**Source passage:**

--- begin ---

[PATCH] Enhance loop rotation with existence of profile data in MachineBlockPlacement pass.

Cong Hou congh at google.com
Fri Jun 26 16:08:15 PDT 2015


================
Comment at: lib/CodeGen/MachineBlockPlacement.cpp:250
@@ -249,3 +249,3 @@
   void buildLoopChains(MachineFunction &F, MachineLoop &L);
-  void rotateLoop(BlockChain &LoopChain, MachineBasicBlock *ExitingBB,
+  void rotateLoop(BlockChain &LoopChain, MachineLoop &L,
                   const BlockFilterSet &LoopBlockSet);
----------------
davidxl wrote:
> Why changing this interface at all? There does not seem to be necessary.
This is only an internal "interface". The reason why I moved the computation of ExitingBB to inside of this function is because ExitingBB is only needed by rotateLoop and it doesn't make sense to compute it outside of this function. This makes the logic more compact and clear: it is rotateLoop but not buildLoopChains who needs ExitingBB.

--- end ---

**Challenges:**
- 1) From the code lines in the code review thread, list every distinct type name that appears in a function declaration.
- 2) Translate this sentence from the code review thread into Spanish: "The reason why I moved the computation of ExitingBB to inside of this function is because ExitingBB is only needed by rotateLoop and it doesn't make sense to compute it outside of this function."
The entries further down are separate from the code review thread.

**Data section:**

--- begin ---

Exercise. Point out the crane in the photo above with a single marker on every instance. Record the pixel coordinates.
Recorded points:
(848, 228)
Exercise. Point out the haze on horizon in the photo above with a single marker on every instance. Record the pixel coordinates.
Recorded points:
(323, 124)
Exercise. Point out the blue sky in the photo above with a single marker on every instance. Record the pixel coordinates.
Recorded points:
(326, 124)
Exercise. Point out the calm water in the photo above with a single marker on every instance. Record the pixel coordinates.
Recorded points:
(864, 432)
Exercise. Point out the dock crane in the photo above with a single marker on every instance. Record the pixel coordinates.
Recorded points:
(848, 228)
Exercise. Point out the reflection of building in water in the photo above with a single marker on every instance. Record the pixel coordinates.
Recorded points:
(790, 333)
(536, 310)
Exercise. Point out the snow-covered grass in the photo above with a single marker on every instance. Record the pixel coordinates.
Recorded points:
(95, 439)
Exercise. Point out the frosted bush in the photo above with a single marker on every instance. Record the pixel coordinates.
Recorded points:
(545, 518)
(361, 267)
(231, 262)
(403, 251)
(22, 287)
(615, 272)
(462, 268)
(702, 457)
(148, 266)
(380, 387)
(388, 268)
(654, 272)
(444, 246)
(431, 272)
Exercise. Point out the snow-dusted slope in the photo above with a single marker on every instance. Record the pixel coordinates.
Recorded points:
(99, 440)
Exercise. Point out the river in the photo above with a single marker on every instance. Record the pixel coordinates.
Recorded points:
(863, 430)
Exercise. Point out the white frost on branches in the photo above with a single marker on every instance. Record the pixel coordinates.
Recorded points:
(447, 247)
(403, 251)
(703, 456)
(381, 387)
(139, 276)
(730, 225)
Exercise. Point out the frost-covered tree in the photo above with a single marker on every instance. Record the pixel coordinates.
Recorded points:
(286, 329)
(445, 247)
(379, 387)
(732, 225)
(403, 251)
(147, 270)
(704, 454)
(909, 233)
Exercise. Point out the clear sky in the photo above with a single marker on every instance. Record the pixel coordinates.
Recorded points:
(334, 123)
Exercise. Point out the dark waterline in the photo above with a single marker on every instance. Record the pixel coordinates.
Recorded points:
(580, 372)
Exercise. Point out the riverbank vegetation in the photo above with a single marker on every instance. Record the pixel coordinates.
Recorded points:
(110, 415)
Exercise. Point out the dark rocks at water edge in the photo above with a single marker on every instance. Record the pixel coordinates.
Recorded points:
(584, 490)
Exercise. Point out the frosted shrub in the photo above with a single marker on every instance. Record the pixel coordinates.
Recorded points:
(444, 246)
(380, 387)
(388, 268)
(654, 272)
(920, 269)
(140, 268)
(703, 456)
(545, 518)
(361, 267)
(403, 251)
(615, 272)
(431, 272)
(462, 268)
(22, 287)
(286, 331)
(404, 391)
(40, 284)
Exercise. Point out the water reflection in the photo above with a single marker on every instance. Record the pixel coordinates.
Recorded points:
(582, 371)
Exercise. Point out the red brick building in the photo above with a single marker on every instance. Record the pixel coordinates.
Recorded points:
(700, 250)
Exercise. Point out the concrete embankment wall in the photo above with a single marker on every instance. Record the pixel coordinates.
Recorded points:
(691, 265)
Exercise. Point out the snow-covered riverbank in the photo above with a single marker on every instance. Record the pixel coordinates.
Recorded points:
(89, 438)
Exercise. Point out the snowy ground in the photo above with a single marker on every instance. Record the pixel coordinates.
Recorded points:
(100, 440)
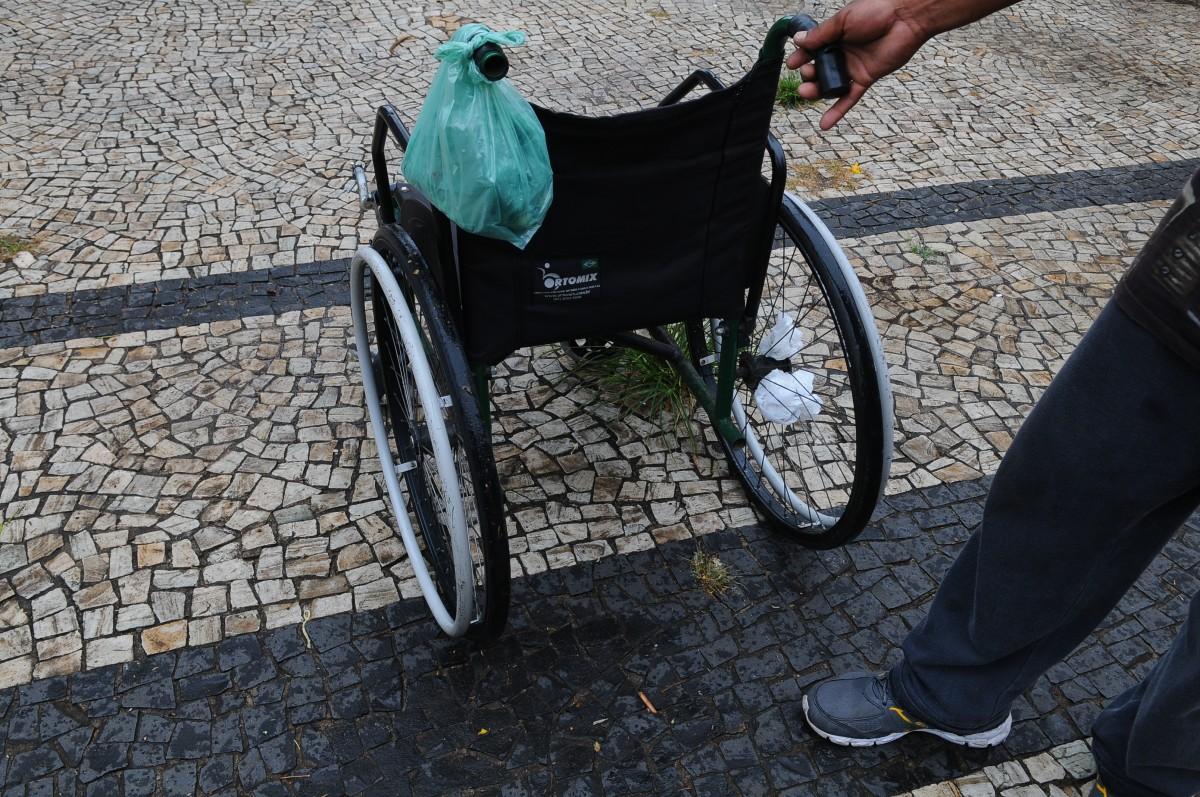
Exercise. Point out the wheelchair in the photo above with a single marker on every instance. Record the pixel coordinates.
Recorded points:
(671, 233)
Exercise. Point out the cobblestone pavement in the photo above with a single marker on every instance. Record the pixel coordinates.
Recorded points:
(174, 486)
(377, 702)
(199, 587)
(180, 139)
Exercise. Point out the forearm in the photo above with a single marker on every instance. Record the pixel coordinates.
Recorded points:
(934, 17)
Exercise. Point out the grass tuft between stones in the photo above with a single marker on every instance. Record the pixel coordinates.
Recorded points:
(711, 573)
(787, 94)
(11, 244)
(643, 384)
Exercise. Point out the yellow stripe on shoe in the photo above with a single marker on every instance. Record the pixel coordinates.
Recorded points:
(900, 713)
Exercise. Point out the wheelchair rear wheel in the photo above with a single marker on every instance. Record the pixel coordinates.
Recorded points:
(816, 479)
(435, 451)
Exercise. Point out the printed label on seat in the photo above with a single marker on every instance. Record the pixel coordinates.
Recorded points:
(568, 280)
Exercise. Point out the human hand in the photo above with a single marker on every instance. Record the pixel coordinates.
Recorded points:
(877, 36)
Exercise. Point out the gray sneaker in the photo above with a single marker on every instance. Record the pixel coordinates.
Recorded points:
(857, 709)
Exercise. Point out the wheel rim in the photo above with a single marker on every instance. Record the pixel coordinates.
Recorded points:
(805, 472)
(465, 603)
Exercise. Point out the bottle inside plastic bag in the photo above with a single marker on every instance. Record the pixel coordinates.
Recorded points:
(478, 150)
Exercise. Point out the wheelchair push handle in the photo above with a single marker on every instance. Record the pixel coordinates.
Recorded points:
(833, 78)
(491, 60)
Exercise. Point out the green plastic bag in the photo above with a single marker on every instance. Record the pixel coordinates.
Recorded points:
(478, 150)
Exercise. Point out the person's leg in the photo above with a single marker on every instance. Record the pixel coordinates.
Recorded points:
(1147, 741)
(1101, 475)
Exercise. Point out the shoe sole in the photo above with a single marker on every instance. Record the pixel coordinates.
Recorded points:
(978, 741)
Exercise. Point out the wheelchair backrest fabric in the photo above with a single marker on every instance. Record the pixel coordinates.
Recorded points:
(655, 219)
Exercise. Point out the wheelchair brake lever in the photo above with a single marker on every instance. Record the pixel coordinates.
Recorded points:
(366, 201)
(833, 78)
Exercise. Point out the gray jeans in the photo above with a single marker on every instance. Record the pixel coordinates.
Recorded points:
(1103, 472)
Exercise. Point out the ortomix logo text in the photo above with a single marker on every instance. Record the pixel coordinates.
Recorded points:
(553, 282)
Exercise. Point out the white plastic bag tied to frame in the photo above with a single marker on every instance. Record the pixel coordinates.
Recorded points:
(781, 396)
(784, 341)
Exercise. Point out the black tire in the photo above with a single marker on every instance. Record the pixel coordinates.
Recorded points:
(837, 465)
(469, 438)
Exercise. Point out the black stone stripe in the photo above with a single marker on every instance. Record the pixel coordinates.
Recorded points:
(174, 303)
(377, 702)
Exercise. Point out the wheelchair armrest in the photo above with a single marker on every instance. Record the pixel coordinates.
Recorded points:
(387, 120)
(691, 82)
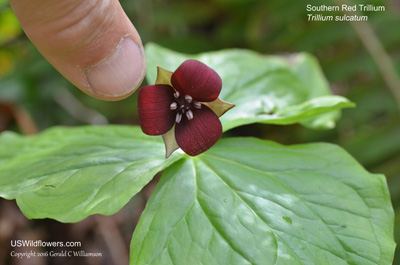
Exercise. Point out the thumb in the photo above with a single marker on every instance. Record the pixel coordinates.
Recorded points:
(92, 43)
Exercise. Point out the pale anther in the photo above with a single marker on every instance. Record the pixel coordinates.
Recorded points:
(189, 114)
(188, 98)
(197, 104)
(178, 117)
(173, 106)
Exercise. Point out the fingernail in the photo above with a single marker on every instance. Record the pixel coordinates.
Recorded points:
(120, 73)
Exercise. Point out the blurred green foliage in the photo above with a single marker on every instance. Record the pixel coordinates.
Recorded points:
(371, 132)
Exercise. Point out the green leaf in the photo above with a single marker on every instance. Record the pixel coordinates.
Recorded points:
(249, 201)
(70, 173)
(266, 89)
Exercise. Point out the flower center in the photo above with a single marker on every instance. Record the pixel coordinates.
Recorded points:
(183, 104)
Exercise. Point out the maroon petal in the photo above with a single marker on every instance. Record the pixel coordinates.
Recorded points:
(197, 80)
(197, 135)
(155, 115)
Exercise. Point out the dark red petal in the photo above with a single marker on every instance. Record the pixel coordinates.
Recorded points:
(199, 134)
(155, 115)
(197, 80)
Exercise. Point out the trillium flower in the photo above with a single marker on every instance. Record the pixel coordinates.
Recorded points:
(184, 108)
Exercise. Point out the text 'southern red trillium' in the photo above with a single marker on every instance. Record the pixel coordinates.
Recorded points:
(184, 108)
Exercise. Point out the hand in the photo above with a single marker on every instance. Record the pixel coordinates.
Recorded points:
(92, 43)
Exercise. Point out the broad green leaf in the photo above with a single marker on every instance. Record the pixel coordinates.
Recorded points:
(70, 173)
(266, 89)
(249, 201)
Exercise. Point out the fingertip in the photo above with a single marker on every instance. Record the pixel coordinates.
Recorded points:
(120, 73)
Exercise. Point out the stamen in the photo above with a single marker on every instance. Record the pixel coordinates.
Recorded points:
(178, 117)
(197, 104)
(189, 114)
(173, 106)
(188, 98)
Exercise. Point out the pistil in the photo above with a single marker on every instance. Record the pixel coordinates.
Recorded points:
(183, 104)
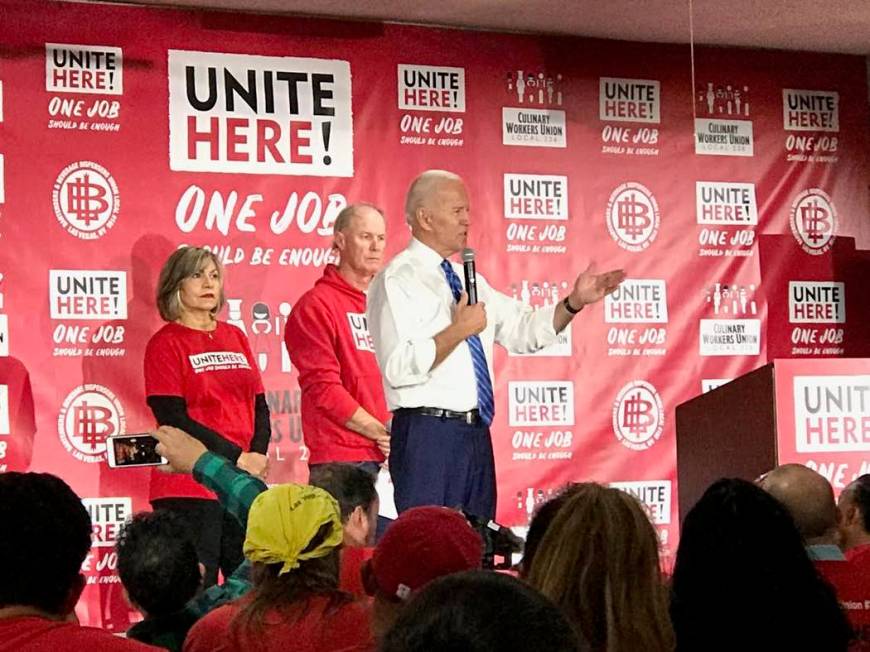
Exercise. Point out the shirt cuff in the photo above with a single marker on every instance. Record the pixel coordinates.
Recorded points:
(424, 355)
(547, 334)
(206, 466)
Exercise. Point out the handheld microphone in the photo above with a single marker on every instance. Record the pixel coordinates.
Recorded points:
(470, 275)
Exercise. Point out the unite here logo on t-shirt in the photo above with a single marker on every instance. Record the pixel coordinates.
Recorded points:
(359, 331)
(218, 361)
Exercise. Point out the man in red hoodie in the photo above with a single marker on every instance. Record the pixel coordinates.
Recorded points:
(343, 408)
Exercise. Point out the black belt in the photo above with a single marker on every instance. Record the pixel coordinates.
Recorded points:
(472, 417)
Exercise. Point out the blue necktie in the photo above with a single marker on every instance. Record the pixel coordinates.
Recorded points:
(485, 402)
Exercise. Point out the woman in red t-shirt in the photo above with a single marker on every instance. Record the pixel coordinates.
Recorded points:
(201, 377)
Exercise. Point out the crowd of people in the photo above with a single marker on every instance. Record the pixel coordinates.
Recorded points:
(774, 564)
(395, 370)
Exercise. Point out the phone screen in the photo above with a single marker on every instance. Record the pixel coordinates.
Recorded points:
(134, 450)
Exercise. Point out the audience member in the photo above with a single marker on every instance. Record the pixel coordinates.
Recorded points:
(855, 525)
(480, 611)
(598, 560)
(161, 573)
(424, 543)
(354, 489)
(742, 579)
(541, 520)
(45, 537)
(293, 539)
(155, 563)
(809, 498)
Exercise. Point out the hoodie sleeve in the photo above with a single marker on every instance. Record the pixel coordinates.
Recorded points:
(311, 339)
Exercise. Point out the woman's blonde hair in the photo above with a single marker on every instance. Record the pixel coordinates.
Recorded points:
(599, 561)
(184, 263)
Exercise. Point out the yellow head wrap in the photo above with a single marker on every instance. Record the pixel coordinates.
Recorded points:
(284, 519)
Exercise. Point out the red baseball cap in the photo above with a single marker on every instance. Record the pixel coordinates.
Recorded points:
(424, 543)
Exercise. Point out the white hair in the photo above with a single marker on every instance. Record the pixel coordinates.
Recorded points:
(422, 188)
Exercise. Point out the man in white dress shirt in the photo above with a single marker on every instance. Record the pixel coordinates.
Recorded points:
(435, 351)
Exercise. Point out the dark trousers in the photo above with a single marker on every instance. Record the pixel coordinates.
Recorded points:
(217, 535)
(438, 461)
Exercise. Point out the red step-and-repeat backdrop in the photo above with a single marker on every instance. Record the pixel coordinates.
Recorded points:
(126, 132)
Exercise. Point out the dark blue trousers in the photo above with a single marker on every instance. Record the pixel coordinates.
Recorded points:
(438, 461)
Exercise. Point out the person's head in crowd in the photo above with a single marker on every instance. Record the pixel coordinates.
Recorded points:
(541, 520)
(422, 544)
(360, 237)
(480, 611)
(44, 539)
(855, 509)
(438, 212)
(354, 489)
(191, 281)
(599, 561)
(293, 541)
(809, 498)
(742, 578)
(157, 563)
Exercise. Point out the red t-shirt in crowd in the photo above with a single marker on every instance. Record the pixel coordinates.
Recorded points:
(350, 573)
(215, 373)
(347, 628)
(328, 340)
(852, 585)
(35, 634)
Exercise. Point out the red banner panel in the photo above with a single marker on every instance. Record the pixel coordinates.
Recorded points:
(126, 132)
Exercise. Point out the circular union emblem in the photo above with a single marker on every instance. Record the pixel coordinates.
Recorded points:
(633, 216)
(89, 414)
(638, 416)
(813, 221)
(85, 199)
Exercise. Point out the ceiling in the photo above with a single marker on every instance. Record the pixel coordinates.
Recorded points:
(813, 25)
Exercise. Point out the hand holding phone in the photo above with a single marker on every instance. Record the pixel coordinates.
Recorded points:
(134, 450)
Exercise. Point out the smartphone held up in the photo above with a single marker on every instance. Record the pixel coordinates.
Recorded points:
(134, 450)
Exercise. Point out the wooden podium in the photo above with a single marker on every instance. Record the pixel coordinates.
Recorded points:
(809, 411)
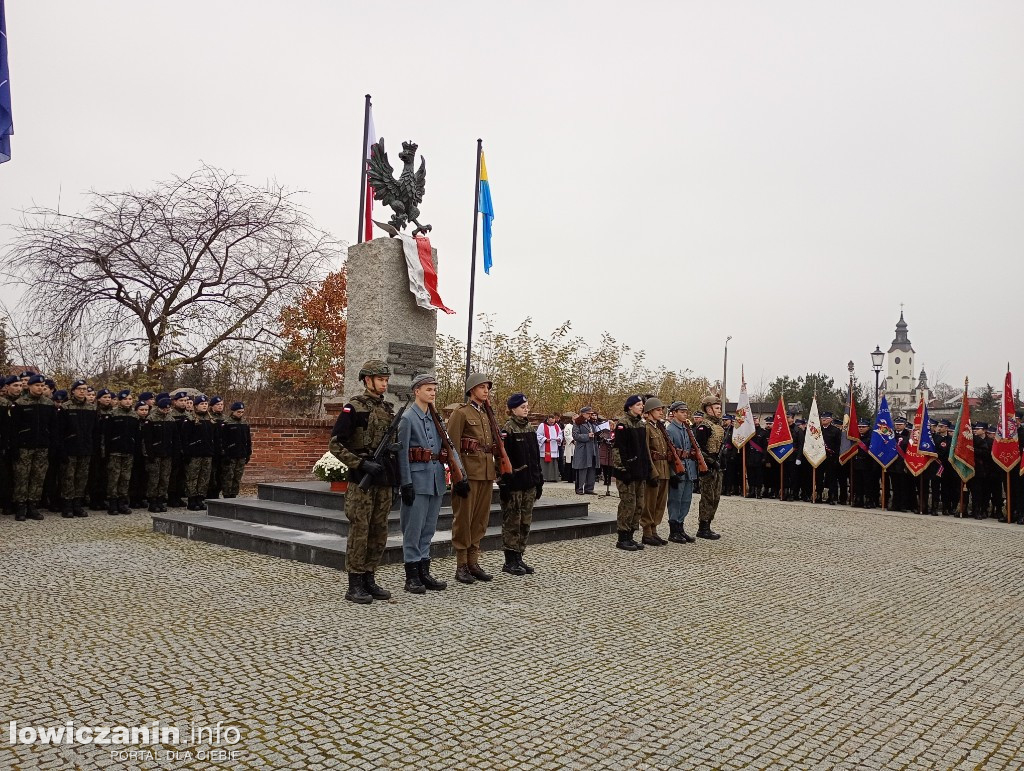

--- end ---

**Task responses:**
- 1) MachineFunction, MachineLoop, BlockChain, MachineBasicBlock, BlockFilterSet

- 2) La razón por la que moví el cálculo de ExitingBB al interior de esta función es que ExitingBB solo lo necesita rotateLoop y no tiene sentido calcularlo fuera de esta función.